▸ Set problem
Which lines of the material below contain the word "motor"? Return each of them in full.

▸ Records shown
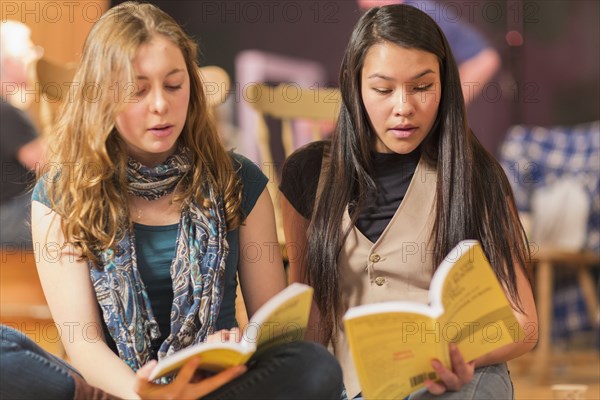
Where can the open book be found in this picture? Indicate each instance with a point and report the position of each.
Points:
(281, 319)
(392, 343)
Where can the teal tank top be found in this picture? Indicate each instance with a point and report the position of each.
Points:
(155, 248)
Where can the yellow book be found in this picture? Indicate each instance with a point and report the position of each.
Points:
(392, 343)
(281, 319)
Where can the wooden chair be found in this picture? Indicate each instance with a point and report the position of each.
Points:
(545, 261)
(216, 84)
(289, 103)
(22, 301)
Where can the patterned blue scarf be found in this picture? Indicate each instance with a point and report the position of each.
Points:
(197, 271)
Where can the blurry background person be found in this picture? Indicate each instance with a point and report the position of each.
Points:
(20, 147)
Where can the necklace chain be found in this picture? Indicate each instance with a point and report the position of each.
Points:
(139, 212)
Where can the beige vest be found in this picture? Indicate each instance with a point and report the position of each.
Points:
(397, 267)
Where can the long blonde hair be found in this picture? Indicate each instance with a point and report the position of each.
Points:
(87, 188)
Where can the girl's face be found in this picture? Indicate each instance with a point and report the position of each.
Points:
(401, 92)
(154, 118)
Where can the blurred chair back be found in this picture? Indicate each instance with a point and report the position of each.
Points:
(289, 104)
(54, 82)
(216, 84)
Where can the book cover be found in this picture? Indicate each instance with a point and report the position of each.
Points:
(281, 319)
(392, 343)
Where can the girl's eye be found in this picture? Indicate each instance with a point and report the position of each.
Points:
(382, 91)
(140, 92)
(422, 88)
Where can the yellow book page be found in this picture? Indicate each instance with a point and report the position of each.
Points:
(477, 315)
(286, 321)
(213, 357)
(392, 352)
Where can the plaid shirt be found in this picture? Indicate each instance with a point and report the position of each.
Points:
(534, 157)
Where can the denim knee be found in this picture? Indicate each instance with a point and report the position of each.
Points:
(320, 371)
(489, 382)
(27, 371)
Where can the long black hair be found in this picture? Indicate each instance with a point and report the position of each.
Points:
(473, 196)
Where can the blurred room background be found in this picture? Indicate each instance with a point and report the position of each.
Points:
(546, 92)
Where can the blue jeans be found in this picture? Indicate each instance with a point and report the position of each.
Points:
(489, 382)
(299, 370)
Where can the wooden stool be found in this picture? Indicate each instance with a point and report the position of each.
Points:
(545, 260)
--
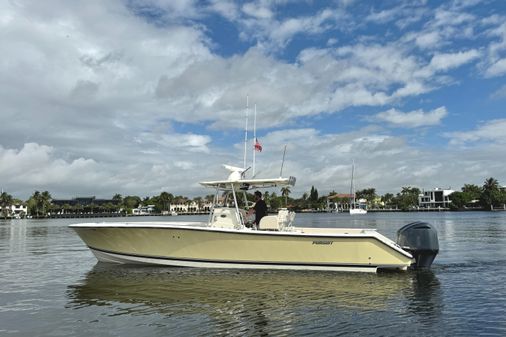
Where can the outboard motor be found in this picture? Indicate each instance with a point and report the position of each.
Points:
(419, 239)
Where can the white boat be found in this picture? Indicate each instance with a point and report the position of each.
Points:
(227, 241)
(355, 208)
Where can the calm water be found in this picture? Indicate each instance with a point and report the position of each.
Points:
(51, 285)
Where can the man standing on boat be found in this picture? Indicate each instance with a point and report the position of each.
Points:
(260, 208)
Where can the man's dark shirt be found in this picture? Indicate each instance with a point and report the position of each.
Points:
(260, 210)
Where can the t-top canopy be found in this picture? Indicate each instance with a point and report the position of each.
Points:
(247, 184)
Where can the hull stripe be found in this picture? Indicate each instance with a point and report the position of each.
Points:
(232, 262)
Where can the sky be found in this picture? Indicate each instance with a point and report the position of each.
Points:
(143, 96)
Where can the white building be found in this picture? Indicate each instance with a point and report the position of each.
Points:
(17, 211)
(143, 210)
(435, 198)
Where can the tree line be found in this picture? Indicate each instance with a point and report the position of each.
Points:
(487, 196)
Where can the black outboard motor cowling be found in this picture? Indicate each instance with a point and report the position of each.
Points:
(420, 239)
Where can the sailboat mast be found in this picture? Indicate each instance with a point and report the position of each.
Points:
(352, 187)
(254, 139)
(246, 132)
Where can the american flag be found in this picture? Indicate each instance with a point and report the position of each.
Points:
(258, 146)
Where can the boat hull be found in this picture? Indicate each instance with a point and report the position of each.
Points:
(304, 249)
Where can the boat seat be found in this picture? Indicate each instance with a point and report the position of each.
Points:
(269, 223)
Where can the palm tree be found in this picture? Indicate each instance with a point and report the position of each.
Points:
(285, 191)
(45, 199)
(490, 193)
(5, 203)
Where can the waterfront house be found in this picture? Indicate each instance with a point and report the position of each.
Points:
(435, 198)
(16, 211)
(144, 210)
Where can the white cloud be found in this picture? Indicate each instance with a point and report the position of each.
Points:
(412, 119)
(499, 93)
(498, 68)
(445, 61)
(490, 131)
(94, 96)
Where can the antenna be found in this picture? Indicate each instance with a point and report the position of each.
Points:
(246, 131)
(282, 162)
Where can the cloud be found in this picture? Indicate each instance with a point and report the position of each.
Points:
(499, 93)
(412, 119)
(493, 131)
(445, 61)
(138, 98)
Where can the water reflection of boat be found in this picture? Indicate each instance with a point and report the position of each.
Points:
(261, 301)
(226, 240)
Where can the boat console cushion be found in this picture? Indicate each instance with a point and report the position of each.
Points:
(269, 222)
--
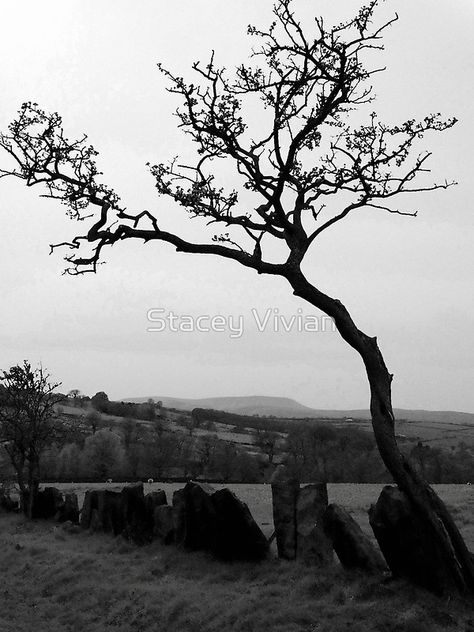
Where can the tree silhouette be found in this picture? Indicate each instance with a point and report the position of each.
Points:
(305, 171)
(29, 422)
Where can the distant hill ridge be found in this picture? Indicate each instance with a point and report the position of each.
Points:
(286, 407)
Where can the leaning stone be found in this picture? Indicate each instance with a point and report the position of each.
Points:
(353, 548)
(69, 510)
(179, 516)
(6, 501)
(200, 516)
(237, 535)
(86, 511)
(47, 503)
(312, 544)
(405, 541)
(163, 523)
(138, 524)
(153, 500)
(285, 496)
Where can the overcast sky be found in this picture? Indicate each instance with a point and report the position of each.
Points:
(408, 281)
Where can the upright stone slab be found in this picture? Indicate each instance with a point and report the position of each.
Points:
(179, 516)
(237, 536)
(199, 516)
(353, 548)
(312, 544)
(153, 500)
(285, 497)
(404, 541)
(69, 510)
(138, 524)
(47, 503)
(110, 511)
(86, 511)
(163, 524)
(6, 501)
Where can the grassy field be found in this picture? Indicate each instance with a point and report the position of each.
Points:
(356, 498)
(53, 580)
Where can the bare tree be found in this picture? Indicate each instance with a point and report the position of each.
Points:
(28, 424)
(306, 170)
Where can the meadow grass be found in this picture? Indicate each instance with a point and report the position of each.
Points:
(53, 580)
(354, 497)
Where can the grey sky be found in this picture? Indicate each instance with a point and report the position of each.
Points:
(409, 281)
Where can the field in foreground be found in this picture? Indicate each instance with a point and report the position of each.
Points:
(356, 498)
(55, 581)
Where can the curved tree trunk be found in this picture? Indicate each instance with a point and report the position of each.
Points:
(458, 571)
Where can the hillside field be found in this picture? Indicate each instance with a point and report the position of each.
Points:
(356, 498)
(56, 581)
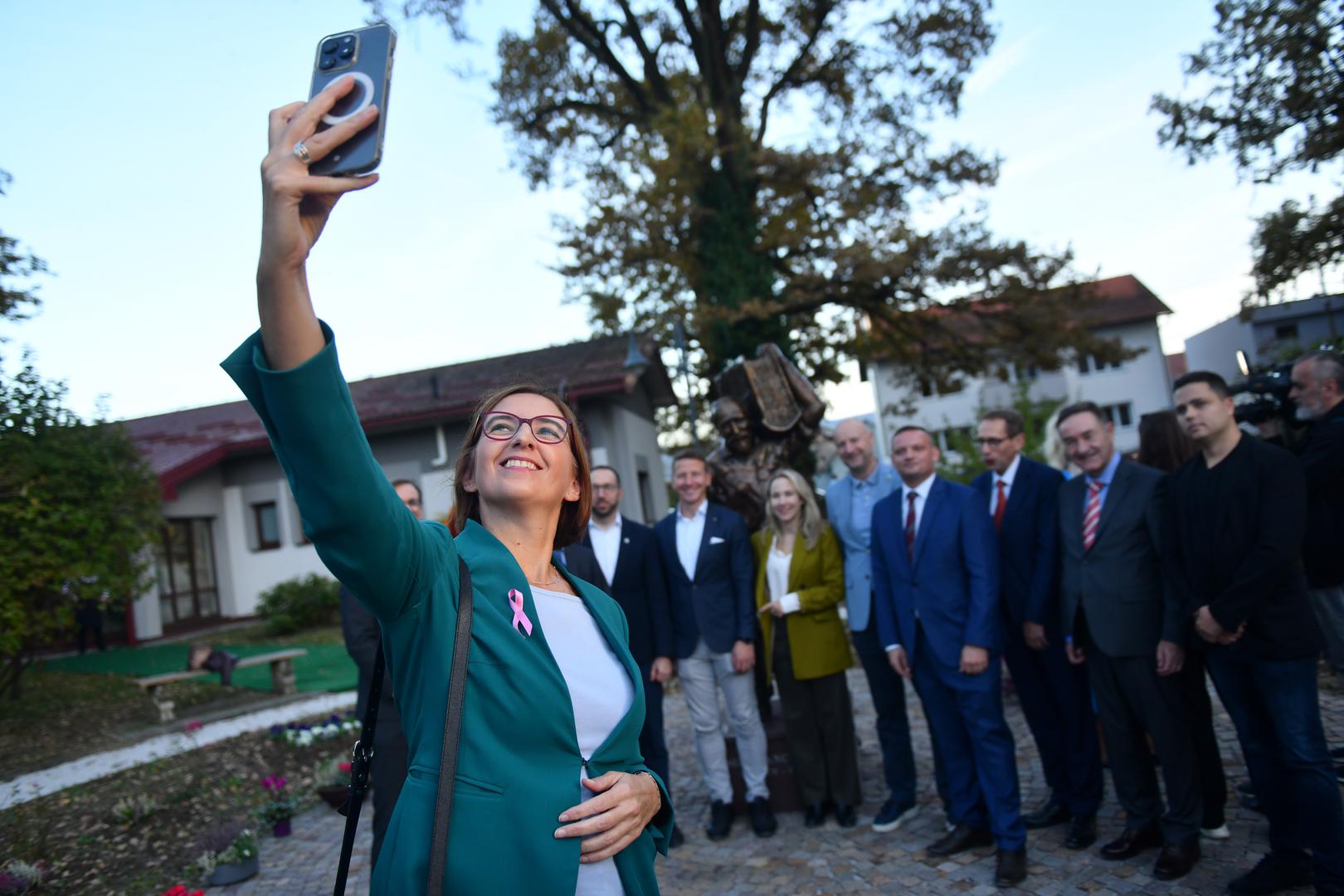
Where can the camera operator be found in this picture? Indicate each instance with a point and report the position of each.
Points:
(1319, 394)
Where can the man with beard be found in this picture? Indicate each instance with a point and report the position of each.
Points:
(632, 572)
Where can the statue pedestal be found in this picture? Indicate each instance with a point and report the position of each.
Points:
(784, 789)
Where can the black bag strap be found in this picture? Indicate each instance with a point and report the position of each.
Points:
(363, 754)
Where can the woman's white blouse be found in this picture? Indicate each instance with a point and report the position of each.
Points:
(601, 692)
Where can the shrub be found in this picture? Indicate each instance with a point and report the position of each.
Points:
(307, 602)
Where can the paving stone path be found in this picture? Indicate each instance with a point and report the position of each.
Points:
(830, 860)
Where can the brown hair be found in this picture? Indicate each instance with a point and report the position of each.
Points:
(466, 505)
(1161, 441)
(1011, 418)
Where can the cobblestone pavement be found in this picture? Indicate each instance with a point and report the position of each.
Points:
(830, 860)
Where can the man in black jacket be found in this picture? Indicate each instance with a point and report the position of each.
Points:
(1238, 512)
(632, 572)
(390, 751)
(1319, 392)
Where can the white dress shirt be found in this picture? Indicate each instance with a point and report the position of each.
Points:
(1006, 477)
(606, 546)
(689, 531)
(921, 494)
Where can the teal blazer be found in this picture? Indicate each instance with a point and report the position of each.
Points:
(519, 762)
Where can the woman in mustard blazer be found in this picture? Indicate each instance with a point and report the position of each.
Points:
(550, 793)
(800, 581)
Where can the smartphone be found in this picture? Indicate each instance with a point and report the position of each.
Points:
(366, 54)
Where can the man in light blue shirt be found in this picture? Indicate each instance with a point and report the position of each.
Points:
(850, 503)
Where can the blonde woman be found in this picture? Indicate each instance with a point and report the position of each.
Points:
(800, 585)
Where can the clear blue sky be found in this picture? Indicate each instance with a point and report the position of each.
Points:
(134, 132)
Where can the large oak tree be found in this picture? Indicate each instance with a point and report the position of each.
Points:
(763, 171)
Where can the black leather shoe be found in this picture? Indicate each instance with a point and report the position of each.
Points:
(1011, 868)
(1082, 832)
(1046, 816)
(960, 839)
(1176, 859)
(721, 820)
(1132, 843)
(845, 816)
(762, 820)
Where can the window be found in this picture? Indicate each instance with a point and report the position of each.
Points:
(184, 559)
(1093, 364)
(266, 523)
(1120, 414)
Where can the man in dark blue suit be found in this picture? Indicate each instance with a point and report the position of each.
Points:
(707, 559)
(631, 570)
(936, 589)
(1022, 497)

▸ Correct output
Where can the outboard motor be found in this picture? Indicate each instance with a point and report the position of each.
Where can the black outboard motor cowling be found in this picture? Indicate each instance with a point and report the position of each.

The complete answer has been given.